**Required work**
Report every line in the items below that contains the word "iron", copying each such line in full.
-*-*-
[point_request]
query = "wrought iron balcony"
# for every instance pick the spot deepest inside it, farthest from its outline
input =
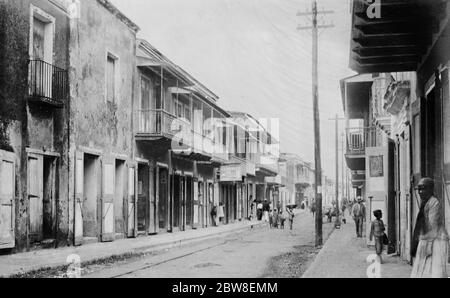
(48, 84)
(156, 123)
(396, 95)
(358, 139)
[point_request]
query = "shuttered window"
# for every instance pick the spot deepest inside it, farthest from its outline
(111, 79)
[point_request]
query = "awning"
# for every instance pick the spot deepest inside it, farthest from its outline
(148, 62)
(398, 37)
(356, 93)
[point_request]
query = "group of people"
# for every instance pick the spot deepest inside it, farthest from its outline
(276, 218)
(430, 241)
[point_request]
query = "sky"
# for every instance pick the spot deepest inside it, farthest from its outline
(251, 54)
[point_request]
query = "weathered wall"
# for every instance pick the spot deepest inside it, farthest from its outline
(100, 124)
(22, 126)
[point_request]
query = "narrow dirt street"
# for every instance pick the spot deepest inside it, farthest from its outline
(261, 252)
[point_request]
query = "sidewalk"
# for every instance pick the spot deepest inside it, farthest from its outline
(53, 258)
(345, 256)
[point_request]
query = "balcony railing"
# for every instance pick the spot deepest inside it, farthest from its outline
(48, 83)
(156, 122)
(358, 139)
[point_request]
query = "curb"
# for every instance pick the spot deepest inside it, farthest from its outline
(320, 252)
(138, 251)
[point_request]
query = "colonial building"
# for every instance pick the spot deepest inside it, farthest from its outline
(180, 145)
(407, 50)
(102, 137)
(34, 126)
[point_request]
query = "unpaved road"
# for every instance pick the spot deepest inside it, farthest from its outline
(261, 252)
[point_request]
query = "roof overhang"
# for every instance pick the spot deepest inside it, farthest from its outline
(356, 92)
(400, 39)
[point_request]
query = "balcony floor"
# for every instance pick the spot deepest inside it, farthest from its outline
(356, 162)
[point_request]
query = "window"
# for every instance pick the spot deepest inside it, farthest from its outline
(111, 65)
(145, 94)
(42, 35)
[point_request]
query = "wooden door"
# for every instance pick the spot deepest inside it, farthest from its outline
(154, 222)
(79, 198)
(157, 195)
(7, 196)
(35, 197)
(107, 201)
(195, 220)
(131, 201)
(182, 203)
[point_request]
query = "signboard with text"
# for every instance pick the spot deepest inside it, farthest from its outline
(231, 173)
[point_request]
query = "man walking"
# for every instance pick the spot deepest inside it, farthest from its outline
(359, 214)
(266, 210)
(430, 240)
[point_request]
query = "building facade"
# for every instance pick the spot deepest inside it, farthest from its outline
(416, 95)
(102, 137)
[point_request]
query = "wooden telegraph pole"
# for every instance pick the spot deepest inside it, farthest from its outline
(315, 92)
(337, 223)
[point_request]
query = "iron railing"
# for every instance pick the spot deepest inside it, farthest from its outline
(156, 122)
(358, 139)
(48, 83)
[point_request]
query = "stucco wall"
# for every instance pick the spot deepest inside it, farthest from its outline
(100, 124)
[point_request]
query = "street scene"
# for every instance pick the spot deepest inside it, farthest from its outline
(224, 139)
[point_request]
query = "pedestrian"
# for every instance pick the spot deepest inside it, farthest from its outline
(377, 233)
(291, 216)
(220, 212)
(259, 211)
(313, 209)
(430, 240)
(214, 215)
(344, 207)
(252, 208)
(275, 218)
(271, 218)
(266, 210)
(359, 215)
(282, 218)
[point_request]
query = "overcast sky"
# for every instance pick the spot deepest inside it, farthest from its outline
(250, 53)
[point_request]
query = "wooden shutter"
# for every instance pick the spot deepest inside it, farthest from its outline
(107, 205)
(152, 186)
(195, 219)
(7, 200)
(79, 198)
(157, 182)
(35, 188)
(131, 201)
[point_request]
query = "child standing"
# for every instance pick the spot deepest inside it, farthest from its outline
(282, 219)
(377, 231)
(275, 218)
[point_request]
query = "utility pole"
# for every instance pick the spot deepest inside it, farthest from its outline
(343, 194)
(315, 92)
(337, 223)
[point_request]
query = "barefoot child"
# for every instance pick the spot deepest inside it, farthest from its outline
(377, 230)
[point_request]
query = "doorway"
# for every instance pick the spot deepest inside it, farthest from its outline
(178, 194)
(41, 194)
(119, 199)
(163, 202)
(91, 196)
(189, 202)
(143, 205)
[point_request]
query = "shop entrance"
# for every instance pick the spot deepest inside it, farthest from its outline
(163, 202)
(119, 199)
(41, 194)
(91, 193)
(143, 206)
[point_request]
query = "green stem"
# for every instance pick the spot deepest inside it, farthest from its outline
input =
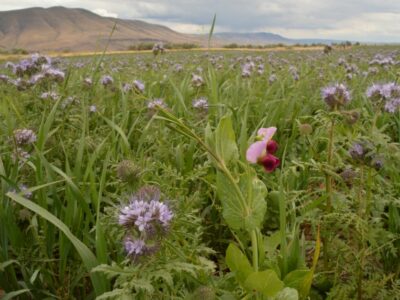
-*-*-
**Task result**
query = "wrought iron balcony"
query = "iron railing"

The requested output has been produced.